- **EXERCISE REQUIREMENTS**
Pull each line containing "column" from the data.

(Data excerpts)
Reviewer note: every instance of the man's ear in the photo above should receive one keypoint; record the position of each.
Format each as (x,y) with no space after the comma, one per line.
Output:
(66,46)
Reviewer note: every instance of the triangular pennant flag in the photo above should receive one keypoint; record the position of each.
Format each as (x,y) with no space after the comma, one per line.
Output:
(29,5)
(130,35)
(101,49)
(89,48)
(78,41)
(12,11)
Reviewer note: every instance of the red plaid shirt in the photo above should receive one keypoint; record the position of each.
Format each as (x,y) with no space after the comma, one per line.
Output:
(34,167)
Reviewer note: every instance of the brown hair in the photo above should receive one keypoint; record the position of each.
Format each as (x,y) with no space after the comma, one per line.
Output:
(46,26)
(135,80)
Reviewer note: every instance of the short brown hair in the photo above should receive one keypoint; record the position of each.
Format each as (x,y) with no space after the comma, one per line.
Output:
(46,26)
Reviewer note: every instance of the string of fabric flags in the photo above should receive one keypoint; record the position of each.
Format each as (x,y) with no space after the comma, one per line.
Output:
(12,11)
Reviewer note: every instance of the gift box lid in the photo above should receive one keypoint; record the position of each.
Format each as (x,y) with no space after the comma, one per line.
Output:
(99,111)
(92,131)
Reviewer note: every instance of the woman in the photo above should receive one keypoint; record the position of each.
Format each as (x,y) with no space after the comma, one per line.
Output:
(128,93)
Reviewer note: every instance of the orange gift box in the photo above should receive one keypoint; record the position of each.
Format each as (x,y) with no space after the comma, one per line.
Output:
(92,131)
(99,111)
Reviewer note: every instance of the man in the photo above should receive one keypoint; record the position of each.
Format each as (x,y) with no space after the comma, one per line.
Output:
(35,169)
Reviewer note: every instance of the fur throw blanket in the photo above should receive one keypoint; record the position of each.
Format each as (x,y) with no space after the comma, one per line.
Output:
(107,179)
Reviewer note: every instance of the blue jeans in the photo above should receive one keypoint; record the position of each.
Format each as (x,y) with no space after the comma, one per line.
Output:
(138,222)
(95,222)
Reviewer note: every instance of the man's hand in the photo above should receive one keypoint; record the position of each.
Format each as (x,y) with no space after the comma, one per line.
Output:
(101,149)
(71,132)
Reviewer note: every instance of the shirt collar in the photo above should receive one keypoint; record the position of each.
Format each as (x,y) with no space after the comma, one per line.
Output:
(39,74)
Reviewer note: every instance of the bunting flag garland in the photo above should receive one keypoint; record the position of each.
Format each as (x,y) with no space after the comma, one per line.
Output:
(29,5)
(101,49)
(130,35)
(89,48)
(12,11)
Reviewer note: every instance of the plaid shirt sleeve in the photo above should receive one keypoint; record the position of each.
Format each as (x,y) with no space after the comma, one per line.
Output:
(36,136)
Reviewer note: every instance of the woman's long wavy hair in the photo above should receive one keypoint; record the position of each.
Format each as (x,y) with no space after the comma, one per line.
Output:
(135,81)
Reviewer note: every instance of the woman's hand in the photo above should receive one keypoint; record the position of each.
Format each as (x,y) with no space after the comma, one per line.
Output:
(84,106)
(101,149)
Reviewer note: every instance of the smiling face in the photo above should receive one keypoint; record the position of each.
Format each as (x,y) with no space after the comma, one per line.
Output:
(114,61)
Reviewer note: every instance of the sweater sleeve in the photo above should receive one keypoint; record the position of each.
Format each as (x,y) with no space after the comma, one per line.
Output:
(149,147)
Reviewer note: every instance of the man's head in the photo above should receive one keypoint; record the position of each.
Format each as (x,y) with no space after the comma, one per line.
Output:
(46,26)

...

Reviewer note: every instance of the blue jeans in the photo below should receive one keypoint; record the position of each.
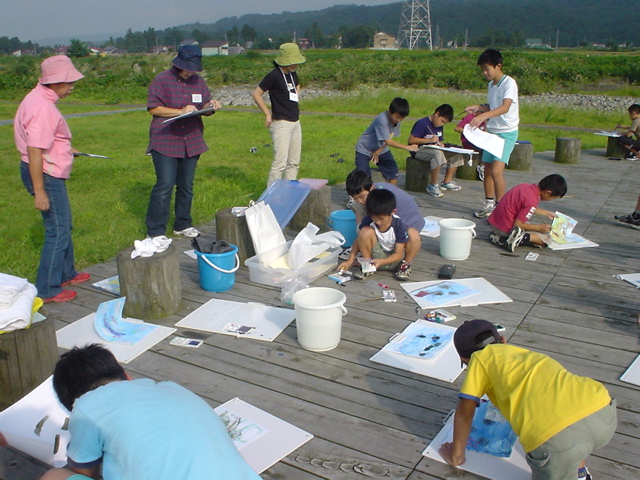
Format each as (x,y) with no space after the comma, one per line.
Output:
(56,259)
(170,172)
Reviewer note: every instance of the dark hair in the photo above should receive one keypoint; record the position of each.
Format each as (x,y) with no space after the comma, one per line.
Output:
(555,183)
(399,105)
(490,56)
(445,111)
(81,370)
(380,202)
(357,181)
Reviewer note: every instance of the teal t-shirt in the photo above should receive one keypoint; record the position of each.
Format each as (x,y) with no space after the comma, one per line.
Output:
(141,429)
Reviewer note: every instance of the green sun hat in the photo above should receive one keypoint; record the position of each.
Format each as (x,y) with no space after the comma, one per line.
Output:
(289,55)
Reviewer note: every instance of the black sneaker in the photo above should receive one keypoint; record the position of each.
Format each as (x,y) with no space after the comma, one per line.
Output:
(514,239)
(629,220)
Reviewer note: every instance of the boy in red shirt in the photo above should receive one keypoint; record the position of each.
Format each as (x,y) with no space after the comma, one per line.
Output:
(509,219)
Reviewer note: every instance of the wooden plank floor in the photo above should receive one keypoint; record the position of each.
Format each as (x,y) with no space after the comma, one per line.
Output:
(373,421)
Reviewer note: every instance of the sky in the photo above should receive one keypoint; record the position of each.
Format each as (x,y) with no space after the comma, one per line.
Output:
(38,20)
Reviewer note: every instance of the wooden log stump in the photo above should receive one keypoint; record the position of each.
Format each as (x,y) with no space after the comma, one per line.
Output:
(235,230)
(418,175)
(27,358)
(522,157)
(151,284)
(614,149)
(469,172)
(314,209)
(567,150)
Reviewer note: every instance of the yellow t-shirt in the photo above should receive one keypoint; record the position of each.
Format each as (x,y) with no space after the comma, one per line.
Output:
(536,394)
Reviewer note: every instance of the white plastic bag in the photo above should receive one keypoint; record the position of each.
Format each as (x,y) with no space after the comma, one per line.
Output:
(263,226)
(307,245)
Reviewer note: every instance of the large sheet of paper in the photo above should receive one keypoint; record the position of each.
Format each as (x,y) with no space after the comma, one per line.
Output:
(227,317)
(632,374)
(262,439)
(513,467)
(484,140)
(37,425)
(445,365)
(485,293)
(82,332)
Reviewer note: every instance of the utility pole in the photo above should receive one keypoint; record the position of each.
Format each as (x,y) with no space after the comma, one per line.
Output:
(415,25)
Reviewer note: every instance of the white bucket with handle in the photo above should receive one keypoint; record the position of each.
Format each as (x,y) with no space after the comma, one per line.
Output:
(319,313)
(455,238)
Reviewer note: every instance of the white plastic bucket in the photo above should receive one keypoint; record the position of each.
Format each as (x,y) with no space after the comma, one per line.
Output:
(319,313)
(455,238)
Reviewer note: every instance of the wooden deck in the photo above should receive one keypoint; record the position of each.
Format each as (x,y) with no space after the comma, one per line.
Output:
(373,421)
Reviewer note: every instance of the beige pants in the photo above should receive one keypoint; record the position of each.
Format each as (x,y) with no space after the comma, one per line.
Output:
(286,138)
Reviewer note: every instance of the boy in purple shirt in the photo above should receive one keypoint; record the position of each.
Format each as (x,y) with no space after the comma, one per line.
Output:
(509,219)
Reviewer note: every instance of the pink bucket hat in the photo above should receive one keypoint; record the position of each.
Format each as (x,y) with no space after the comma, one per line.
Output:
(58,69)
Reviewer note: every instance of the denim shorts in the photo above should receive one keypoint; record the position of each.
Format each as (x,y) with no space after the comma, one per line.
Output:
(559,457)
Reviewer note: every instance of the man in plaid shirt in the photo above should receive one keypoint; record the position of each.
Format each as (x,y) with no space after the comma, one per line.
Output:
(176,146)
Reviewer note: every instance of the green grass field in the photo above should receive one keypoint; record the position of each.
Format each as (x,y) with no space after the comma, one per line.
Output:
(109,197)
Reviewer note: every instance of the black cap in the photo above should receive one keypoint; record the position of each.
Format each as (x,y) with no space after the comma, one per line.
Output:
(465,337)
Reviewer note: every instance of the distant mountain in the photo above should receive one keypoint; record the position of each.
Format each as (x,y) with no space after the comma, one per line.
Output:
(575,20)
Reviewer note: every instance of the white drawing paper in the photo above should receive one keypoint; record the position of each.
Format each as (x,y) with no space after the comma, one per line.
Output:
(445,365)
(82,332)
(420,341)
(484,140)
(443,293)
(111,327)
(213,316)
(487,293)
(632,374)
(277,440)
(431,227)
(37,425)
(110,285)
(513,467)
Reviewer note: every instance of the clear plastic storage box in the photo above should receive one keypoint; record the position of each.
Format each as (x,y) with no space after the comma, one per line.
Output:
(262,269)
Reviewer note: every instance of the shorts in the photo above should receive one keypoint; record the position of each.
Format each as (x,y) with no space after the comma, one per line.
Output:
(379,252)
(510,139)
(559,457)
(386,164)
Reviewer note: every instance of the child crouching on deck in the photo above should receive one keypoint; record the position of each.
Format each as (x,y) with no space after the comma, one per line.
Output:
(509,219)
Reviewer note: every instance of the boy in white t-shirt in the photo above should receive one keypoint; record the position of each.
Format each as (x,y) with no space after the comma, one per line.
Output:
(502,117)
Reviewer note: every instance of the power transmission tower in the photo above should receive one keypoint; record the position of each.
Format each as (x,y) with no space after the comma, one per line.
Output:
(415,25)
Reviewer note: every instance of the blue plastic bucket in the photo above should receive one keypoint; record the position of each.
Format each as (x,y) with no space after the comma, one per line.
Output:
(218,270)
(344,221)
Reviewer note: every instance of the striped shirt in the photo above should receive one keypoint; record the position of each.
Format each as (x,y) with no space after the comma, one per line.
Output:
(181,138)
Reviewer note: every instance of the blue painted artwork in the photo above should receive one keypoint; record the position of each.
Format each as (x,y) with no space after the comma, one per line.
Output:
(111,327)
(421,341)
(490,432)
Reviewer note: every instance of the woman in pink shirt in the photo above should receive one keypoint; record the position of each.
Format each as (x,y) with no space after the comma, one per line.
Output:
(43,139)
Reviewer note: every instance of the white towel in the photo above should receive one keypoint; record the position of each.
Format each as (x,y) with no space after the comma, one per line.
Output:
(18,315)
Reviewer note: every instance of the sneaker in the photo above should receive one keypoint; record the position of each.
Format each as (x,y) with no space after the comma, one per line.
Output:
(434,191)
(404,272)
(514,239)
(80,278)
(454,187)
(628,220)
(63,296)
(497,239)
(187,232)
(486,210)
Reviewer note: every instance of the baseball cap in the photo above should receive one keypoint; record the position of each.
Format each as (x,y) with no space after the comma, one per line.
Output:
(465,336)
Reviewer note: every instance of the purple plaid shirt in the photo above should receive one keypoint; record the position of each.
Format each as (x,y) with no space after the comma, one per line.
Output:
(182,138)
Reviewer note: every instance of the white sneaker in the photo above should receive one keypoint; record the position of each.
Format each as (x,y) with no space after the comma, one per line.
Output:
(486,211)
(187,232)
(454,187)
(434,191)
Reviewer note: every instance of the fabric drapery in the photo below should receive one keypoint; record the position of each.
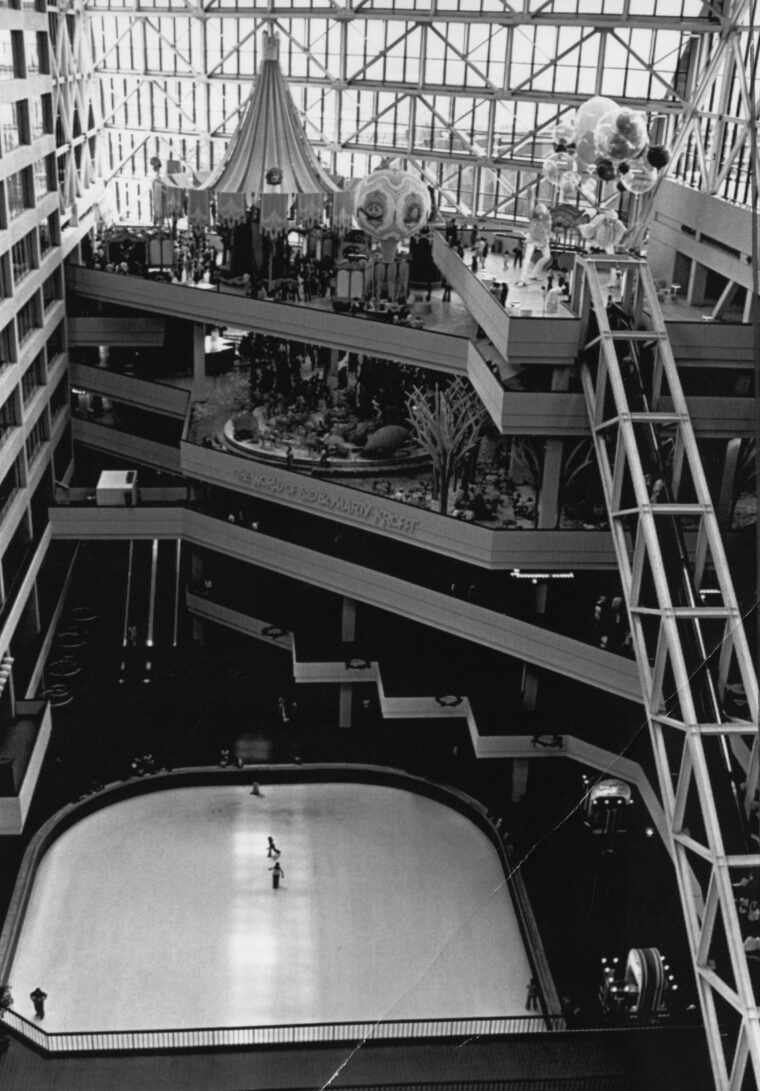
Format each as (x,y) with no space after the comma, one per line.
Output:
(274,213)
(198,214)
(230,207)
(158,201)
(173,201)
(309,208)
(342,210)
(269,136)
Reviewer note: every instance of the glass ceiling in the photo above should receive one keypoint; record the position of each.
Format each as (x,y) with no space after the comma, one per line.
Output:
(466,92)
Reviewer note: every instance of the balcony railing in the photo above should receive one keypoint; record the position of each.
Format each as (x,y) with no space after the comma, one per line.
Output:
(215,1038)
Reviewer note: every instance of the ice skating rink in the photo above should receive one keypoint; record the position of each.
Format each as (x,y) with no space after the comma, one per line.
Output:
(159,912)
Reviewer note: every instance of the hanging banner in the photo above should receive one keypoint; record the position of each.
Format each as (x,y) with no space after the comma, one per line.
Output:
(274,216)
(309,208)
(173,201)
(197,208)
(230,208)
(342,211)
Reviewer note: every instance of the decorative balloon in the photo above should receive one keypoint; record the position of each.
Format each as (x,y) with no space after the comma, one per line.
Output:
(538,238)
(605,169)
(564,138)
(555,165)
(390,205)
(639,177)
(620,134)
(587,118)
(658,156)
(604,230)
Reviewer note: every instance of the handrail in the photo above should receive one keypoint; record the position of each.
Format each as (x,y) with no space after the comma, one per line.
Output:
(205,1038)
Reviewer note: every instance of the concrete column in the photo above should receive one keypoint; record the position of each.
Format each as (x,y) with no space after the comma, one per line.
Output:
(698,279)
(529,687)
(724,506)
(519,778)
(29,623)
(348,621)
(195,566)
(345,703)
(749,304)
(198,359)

---

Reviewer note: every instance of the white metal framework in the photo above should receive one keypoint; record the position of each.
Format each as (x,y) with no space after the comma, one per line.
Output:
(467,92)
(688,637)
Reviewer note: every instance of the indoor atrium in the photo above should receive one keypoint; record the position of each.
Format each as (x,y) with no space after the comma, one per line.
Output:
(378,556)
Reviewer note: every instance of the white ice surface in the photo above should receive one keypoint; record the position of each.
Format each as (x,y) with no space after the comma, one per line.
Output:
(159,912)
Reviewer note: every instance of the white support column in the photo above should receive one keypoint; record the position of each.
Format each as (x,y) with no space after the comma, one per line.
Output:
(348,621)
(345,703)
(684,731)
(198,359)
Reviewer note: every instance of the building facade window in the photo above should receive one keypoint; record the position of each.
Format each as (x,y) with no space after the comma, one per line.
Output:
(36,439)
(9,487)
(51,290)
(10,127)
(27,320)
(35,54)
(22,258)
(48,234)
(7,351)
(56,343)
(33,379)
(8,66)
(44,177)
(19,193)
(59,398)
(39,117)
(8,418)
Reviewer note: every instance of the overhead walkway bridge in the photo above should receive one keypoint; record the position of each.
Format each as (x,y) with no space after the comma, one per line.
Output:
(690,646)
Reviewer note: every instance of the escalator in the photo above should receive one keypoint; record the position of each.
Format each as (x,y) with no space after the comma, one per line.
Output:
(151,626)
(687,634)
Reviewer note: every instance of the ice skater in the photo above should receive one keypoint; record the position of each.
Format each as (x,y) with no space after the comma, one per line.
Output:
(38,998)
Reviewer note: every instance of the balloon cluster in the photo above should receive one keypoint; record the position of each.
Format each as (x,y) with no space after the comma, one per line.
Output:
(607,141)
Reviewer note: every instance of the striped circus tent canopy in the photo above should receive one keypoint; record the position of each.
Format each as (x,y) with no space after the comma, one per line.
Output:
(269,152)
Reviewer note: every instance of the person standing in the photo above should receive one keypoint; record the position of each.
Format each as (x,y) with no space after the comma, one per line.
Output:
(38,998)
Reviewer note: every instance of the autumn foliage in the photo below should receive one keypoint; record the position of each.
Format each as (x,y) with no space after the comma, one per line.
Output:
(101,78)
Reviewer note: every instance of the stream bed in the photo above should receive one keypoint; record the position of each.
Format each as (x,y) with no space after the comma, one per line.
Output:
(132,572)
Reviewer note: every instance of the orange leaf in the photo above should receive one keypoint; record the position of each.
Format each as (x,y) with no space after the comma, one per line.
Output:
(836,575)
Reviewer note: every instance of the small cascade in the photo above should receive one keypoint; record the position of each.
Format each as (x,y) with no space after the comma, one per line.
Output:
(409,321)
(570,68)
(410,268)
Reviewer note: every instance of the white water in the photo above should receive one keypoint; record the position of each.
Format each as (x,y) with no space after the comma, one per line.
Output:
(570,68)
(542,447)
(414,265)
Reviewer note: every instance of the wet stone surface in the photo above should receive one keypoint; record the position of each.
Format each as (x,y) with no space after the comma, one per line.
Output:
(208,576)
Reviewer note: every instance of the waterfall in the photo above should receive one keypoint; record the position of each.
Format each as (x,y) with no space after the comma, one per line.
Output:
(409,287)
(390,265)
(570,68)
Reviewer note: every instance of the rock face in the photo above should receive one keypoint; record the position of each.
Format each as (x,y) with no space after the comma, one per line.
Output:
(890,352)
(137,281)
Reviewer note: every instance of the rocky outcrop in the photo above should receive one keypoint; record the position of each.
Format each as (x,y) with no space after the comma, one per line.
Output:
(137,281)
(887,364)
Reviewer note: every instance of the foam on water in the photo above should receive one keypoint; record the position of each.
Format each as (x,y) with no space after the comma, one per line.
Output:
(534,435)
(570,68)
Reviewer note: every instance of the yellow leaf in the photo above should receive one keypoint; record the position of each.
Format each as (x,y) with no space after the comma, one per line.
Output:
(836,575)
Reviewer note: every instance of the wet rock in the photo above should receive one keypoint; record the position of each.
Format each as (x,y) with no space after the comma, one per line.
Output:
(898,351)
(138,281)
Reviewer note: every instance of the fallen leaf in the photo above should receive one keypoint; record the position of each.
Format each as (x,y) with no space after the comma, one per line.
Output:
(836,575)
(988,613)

- **RESULT**
Reviewer note: every instance of the concrete column in the photo above should receive one keypoint; record the position of each.
Reviewer note: every instance of the white support column in the photo above should receive one keypoint; record the position of each.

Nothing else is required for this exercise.